On l’a dit plus haut : de Gouges milite aussi contre l’esclavage, aboli par la 1ère République en 1794 avant d’être rétabli par Napoléon huit ans plus tard. Dès 1788, elle publie ses Réflexions sur les hommes nègres, puis Le Marché des Noirs en 1790 et L’Esclavage des Noirs en 1792. Engagée dans cette lutte, elle adhère à la Société des amis des Noirs, aux côtés de Brissot de Warville, Condorcet ou Lafayette. La cause des femmes, la cause des Noirs, la cause des opprimés en général, tels sont les combats admirables que mène de Gouges.
Comment ne pas constater que sa figure même reflète le sentiment de la disparition du monde ancien, celui de l’Ancien Régime, au profit d’un monde nouveau, aux contours à dessiner ? En ce sens, de Gouges fait aussi figure de passerelle et de passage.
Qui est-elle (car on ne saurait utiliser le passé avec elle) : un précurseur des féminismes des siècles ultérieurs, la pertinente et spirituelle rédactrice de la Déclaration des droits de la femme et de la citoyenne, une écrivaine de talent, une partisane des idées de liberté, une penseuse politique, une idéaliste pour qui tout être humain a le droit d’être défendu ?
Comment repenser et revaloriser son héritage dans toutes ses facettes ? N’oublions pas ses paroles. Plus que cela, reconnaissons avec profit leur profondeur et leur utilité pour nos sociétés. Inutile pour ce faire de travestir sa pensée et ses propos. Son œuvre et sa vie – reflet l’une de l’autre – contiennent en germe la base sur laquelle nombre de combats se sont ensuite menés et continuent de l’être.

===============

◆ **Consigne écrite**
Extrayez du texte consacré à de Gouges le passage qui commence aux mots « Comment ne pas » et s'arrête après « d’être défendu ? », sans rien y modifier. Appuyez-vous uniquement sur le texte consacré à de Gouges.

===============

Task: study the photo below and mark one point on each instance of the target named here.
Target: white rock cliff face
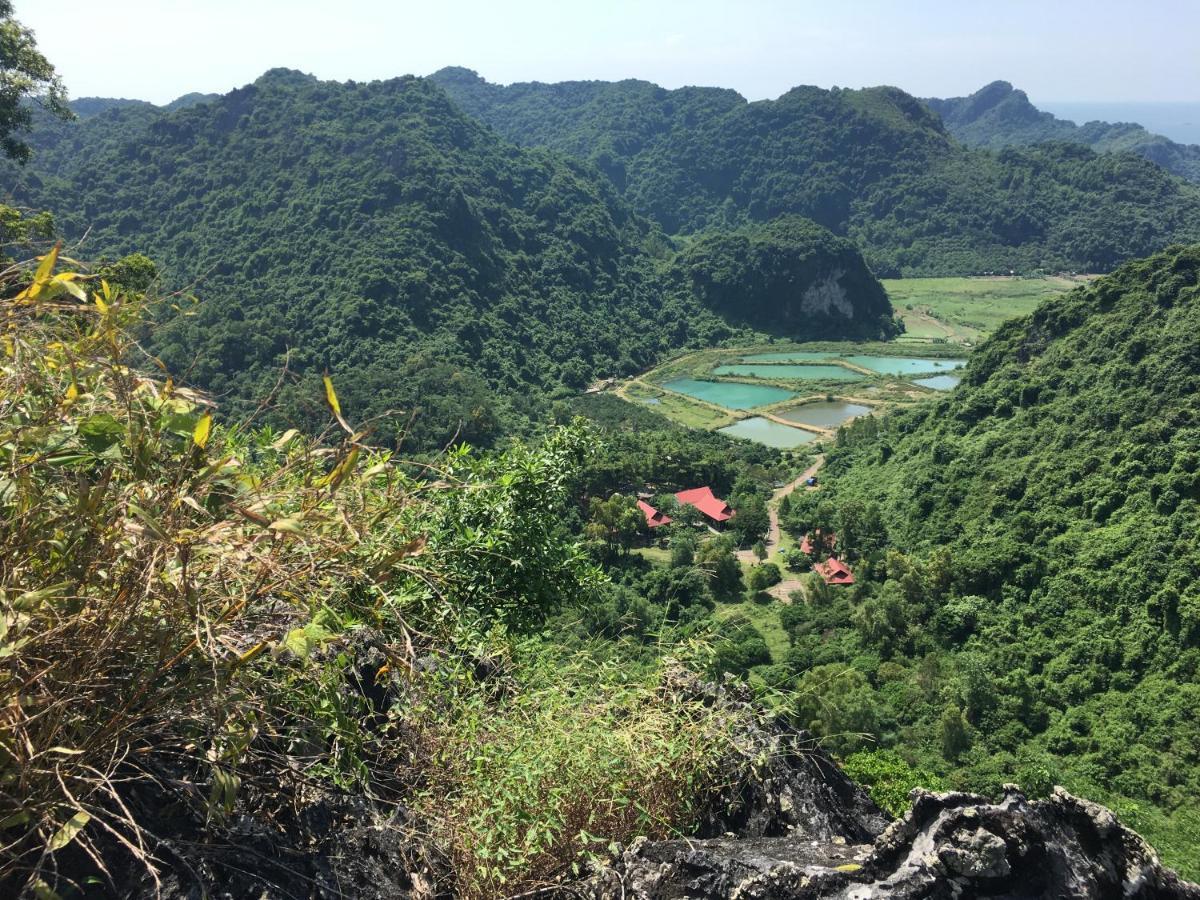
(827, 297)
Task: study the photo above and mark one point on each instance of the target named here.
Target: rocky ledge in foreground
(948, 845)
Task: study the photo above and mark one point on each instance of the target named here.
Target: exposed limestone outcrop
(948, 845)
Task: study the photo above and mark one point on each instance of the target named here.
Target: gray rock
(948, 845)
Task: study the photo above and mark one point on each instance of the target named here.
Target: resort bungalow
(653, 517)
(714, 509)
(834, 571)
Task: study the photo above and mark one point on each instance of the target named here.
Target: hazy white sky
(1055, 49)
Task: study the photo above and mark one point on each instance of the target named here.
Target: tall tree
(25, 75)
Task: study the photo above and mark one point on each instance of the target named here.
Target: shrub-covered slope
(376, 231)
(999, 115)
(1063, 478)
(874, 165)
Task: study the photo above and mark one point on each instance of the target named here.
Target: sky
(1054, 49)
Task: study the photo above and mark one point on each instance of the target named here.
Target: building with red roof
(834, 571)
(702, 498)
(653, 517)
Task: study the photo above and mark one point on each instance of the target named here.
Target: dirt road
(772, 540)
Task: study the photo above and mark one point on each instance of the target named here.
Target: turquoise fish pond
(825, 414)
(801, 373)
(904, 365)
(939, 383)
(767, 432)
(795, 357)
(730, 395)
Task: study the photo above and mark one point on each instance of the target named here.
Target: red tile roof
(703, 499)
(653, 517)
(834, 571)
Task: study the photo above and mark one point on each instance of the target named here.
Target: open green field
(964, 310)
(765, 617)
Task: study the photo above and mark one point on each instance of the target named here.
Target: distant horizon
(1175, 119)
(1085, 51)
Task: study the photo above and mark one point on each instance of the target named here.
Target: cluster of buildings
(712, 507)
(717, 513)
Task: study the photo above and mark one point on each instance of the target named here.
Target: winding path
(772, 540)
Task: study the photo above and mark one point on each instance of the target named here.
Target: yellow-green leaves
(69, 831)
(331, 396)
(202, 431)
(331, 399)
(47, 286)
(41, 276)
(291, 525)
(343, 468)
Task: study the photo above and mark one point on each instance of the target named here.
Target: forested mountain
(1049, 510)
(376, 231)
(873, 165)
(999, 115)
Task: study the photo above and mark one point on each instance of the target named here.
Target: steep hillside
(999, 115)
(790, 276)
(375, 231)
(874, 165)
(1044, 618)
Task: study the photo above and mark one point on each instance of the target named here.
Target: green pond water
(795, 357)
(825, 414)
(729, 394)
(767, 432)
(939, 383)
(904, 365)
(804, 373)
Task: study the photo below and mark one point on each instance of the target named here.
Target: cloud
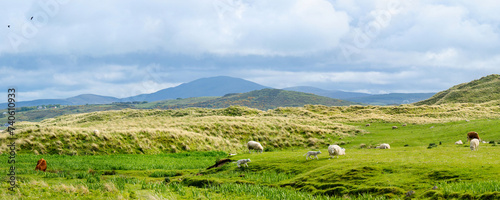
(187, 27)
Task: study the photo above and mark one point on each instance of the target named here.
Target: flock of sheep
(336, 150)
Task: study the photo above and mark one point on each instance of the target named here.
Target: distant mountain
(76, 100)
(91, 99)
(269, 99)
(336, 94)
(392, 98)
(482, 90)
(213, 86)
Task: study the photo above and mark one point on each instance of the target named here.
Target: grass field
(281, 172)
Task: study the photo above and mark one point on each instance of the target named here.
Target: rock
(41, 165)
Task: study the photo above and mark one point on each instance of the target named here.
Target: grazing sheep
(312, 153)
(242, 162)
(335, 150)
(254, 145)
(474, 143)
(41, 165)
(471, 135)
(384, 146)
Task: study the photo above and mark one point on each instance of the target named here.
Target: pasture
(281, 172)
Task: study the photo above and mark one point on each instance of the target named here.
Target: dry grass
(196, 129)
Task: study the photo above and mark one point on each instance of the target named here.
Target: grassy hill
(268, 99)
(482, 90)
(392, 98)
(260, 99)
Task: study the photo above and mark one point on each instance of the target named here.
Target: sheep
(312, 153)
(335, 150)
(474, 143)
(242, 162)
(254, 145)
(384, 146)
(471, 135)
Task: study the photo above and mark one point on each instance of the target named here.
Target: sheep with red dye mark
(471, 135)
(255, 146)
(384, 146)
(335, 150)
(474, 143)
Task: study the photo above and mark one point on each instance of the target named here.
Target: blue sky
(123, 48)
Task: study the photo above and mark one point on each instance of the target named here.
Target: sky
(123, 48)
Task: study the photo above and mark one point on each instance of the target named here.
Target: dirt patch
(220, 163)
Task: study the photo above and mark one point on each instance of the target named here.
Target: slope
(268, 99)
(482, 90)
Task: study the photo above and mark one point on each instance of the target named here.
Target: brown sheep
(41, 165)
(471, 135)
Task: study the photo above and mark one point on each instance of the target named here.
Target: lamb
(242, 162)
(335, 150)
(471, 135)
(384, 146)
(474, 143)
(254, 145)
(312, 153)
(41, 165)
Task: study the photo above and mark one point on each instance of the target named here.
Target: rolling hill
(482, 90)
(268, 99)
(213, 86)
(392, 98)
(377, 99)
(336, 94)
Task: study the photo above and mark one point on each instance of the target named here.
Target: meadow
(110, 164)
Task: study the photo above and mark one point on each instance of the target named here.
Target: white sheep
(335, 150)
(312, 153)
(254, 145)
(474, 143)
(242, 162)
(384, 146)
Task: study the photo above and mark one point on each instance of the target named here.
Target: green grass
(280, 172)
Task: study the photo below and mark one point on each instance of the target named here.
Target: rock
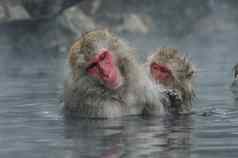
(18, 13)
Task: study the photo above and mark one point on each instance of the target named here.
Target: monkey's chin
(114, 85)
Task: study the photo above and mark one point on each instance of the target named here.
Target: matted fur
(235, 71)
(182, 71)
(88, 97)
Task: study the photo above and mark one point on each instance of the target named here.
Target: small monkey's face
(104, 67)
(161, 72)
(235, 71)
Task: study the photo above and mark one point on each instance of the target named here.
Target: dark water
(32, 124)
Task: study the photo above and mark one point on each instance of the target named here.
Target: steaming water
(32, 124)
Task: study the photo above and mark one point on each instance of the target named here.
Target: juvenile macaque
(174, 73)
(106, 80)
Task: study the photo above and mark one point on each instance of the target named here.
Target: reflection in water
(129, 137)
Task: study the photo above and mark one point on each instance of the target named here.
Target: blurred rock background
(50, 26)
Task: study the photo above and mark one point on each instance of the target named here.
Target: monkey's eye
(91, 66)
(103, 55)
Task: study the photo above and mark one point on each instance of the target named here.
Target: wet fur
(88, 97)
(182, 71)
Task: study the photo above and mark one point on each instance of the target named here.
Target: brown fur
(182, 71)
(88, 97)
(235, 71)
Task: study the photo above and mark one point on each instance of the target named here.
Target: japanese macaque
(174, 73)
(106, 81)
(234, 85)
(235, 72)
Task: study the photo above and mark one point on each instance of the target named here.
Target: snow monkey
(175, 73)
(106, 81)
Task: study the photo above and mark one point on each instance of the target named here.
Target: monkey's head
(101, 56)
(235, 71)
(172, 70)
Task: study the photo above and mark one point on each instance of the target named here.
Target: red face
(160, 72)
(103, 67)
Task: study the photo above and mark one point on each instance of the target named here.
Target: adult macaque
(174, 73)
(106, 80)
(234, 85)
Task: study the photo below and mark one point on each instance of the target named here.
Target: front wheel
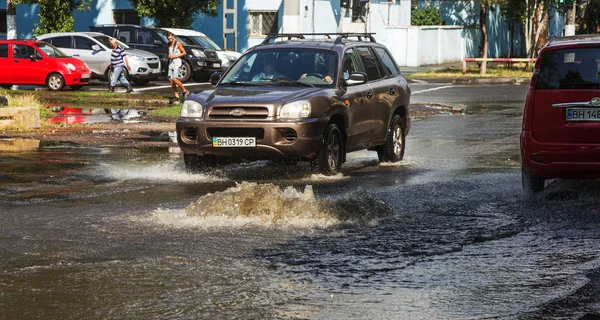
(393, 149)
(185, 71)
(329, 159)
(55, 82)
(532, 184)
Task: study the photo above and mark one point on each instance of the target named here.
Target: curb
(464, 81)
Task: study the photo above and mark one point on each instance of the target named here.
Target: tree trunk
(484, 38)
(11, 20)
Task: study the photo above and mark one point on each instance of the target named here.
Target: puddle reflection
(70, 115)
(18, 145)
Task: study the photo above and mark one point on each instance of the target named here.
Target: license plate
(583, 114)
(228, 142)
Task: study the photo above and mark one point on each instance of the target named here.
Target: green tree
(56, 15)
(428, 16)
(175, 13)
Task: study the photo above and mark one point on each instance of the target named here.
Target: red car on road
(560, 136)
(33, 62)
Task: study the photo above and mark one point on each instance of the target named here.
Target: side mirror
(356, 78)
(215, 77)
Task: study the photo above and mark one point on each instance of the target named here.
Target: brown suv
(300, 99)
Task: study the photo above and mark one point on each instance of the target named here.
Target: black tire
(185, 73)
(55, 82)
(329, 159)
(393, 149)
(141, 82)
(532, 184)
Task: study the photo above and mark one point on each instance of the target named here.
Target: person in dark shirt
(118, 61)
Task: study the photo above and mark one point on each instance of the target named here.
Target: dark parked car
(197, 64)
(560, 137)
(325, 98)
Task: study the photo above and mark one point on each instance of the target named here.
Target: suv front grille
(258, 133)
(238, 113)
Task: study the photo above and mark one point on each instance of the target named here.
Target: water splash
(254, 204)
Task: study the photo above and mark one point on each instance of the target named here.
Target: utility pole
(11, 20)
(229, 12)
(570, 17)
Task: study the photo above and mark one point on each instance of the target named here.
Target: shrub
(428, 16)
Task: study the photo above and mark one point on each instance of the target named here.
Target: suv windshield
(313, 67)
(51, 51)
(105, 40)
(569, 69)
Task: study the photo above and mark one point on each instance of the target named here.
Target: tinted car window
(369, 62)
(388, 63)
(21, 51)
(50, 50)
(83, 43)
(3, 50)
(289, 64)
(349, 63)
(61, 42)
(126, 35)
(569, 69)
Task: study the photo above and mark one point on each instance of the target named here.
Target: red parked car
(33, 62)
(560, 137)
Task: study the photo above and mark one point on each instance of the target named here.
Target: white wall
(416, 46)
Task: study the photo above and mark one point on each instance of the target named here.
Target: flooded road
(444, 234)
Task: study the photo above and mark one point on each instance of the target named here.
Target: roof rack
(339, 36)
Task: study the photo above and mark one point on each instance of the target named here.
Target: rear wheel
(185, 71)
(329, 159)
(55, 82)
(532, 184)
(393, 149)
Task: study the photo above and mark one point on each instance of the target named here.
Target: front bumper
(144, 70)
(300, 140)
(559, 160)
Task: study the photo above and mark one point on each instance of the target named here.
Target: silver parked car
(94, 49)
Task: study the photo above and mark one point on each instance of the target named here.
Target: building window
(2, 21)
(126, 16)
(263, 22)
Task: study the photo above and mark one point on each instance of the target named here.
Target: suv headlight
(295, 110)
(138, 58)
(198, 53)
(191, 109)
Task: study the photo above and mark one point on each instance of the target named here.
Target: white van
(194, 37)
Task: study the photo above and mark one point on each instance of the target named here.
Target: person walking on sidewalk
(176, 51)
(118, 61)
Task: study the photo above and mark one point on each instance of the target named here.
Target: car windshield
(569, 69)
(301, 67)
(206, 42)
(105, 40)
(50, 50)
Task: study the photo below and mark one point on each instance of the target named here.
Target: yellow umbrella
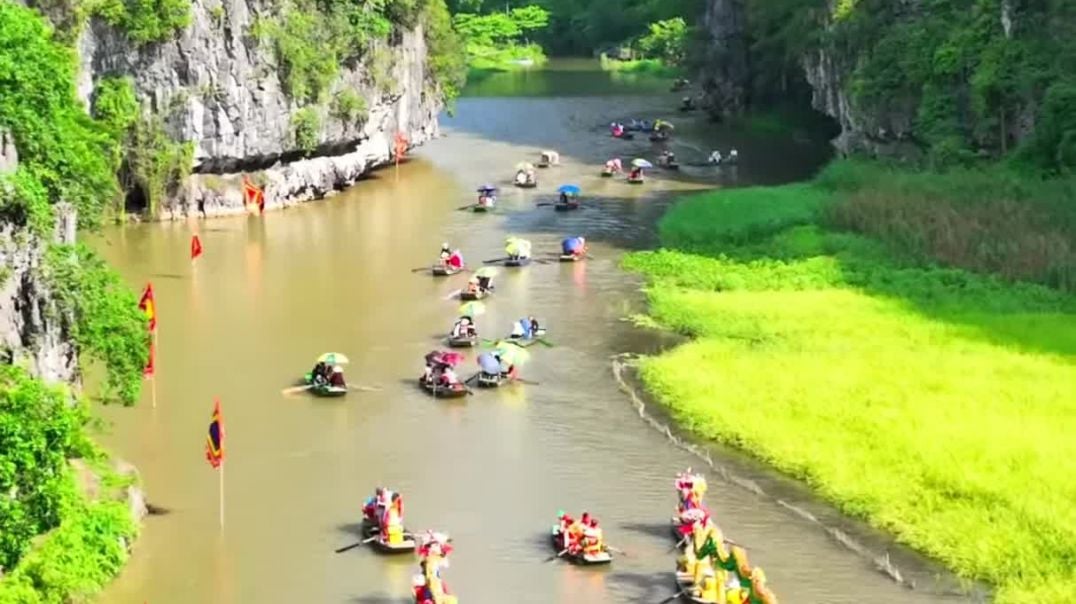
(333, 359)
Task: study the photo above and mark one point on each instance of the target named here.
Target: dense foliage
(496, 40)
(108, 324)
(968, 74)
(869, 347)
(39, 431)
(61, 152)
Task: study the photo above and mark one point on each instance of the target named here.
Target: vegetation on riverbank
(953, 389)
(64, 525)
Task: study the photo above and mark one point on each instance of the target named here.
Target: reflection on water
(271, 293)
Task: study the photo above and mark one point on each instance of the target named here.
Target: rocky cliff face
(724, 76)
(33, 333)
(218, 87)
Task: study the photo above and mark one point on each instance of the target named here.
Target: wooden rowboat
(442, 270)
(582, 559)
(456, 391)
(463, 341)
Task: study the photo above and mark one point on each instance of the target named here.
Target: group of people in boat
(440, 369)
(428, 585)
(575, 247)
(716, 158)
(327, 376)
(384, 510)
(579, 537)
(451, 258)
(709, 571)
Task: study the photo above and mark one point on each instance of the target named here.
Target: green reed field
(936, 403)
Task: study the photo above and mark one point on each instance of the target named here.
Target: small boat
(492, 380)
(371, 530)
(443, 270)
(463, 341)
(455, 391)
(583, 559)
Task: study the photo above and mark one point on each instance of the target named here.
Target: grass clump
(933, 402)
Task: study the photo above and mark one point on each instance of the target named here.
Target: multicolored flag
(252, 194)
(151, 364)
(214, 440)
(147, 306)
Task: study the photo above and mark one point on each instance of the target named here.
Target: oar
(353, 546)
(365, 388)
(674, 597)
(552, 558)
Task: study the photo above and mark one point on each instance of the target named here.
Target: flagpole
(222, 494)
(156, 364)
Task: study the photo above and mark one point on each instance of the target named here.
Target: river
(271, 293)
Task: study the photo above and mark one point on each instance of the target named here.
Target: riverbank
(951, 388)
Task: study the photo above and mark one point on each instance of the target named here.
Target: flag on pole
(214, 440)
(252, 194)
(147, 306)
(151, 364)
(399, 146)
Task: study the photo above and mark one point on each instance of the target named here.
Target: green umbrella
(511, 353)
(471, 309)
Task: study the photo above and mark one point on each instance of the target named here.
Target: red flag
(253, 195)
(147, 371)
(214, 440)
(149, 306)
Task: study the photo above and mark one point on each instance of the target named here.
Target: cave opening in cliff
(136, 200)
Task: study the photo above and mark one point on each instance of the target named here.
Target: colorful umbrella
(511, 354)
(471, 309)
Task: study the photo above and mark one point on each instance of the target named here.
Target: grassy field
(935, 403)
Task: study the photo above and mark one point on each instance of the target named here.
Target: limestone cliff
(221, 88)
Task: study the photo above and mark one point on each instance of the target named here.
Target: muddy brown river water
(272, 293)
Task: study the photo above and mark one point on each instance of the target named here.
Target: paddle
(674, 597)
(365, 388)
(353, 546)
(552, 558)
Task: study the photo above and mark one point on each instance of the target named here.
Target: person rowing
(525, 328)
(517, 249)
(575, 247)
(464, 327)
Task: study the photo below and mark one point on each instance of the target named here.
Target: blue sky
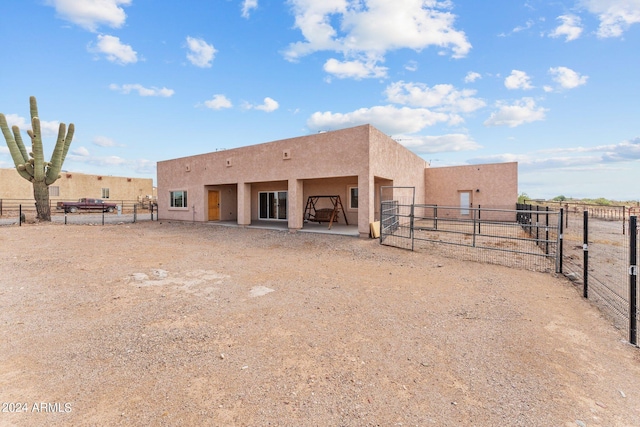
(551, 84)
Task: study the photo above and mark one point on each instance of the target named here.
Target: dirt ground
(174, 324)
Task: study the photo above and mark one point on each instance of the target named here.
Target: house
(273, 181)
(73, 186)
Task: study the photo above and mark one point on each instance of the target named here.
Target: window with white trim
(178, 199)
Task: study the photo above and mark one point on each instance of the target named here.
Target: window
(465, 202)
(272, 205)
(178, 199)
(353, 197)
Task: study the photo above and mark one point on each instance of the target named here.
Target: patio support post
(366, 204)
(244, 203)
(296, 204)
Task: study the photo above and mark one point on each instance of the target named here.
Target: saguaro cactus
(32, 166)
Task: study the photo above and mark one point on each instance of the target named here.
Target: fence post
(435, 217)
(411, 225)
(546, 235)
(474, 228)
(633, 280)
(537, 225)
(559, 249)
(585, 249)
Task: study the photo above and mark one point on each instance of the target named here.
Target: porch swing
(320, 215)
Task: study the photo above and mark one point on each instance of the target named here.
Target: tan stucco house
(74, 185)
(273, 181)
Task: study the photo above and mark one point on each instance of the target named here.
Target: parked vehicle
(88, 205)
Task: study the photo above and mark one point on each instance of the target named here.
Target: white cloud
(616, 16)
(201, 53)
(411, 66)
(524, 27)
(571, 158)
(371, 28)
(442, 97)
(567, 78)
(571, 28)
(218, 102)
(142, 91)
(389, 119)
(114, 50)
(80, 151)
(81, 157)
(520, 112)
(90, 14)
(269, 105)
(103, 141)
(438, 144)
(518, 80)
(471, 77)
(354, 69)
(247, 6)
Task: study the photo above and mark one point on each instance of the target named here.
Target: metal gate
(524, 238)
(396, 216)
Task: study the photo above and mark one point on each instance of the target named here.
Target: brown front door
(214, 205)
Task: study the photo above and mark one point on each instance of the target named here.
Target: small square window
(178, 199)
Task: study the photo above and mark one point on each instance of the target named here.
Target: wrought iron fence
(16, 213)
(527, 238)
(603, 260)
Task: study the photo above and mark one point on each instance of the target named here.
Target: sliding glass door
(272, 205)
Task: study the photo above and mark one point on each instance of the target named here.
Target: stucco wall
(73, 185)
(389, 160)
(492, 185)
(340, 154)
(324, 164)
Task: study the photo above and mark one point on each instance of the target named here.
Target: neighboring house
(73, 186)
(273, 181)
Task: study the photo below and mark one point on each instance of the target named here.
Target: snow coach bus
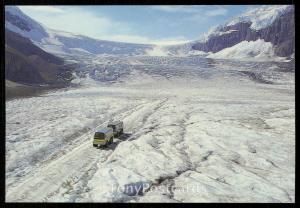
(117, 127)
(103, 137)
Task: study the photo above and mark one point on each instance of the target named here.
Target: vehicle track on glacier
(48, 172)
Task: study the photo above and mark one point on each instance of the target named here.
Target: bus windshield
(99, 135)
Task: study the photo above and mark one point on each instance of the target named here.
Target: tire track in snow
(50, 169)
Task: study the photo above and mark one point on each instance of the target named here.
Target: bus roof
(104, 130)
(114, 122)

===============

◆ **Exercice corrigé**
Comment ne pas constater que sa figure même reflète le sentiment de la disparition du monde ancien, celui de l’Ancien Régime, au profit d’un monde nouveau, aux contours à dessiner ? En ce sens, de Gouges fait aussi figure de passerelle et de passage.
Qui est-elle (car on ne saurait utiliser le passé avec elle) : un précurseur des féminismes des siècles ultérieurs, la pertinente et spirituelle rédactrice de la Déclaration des droits de la femme et de la citoyenne, une écrivaine de talent, une partisane des idées de liberté, une penseuse politique, une idéaliste pour qui tout être humain a le droit d’être défendu ?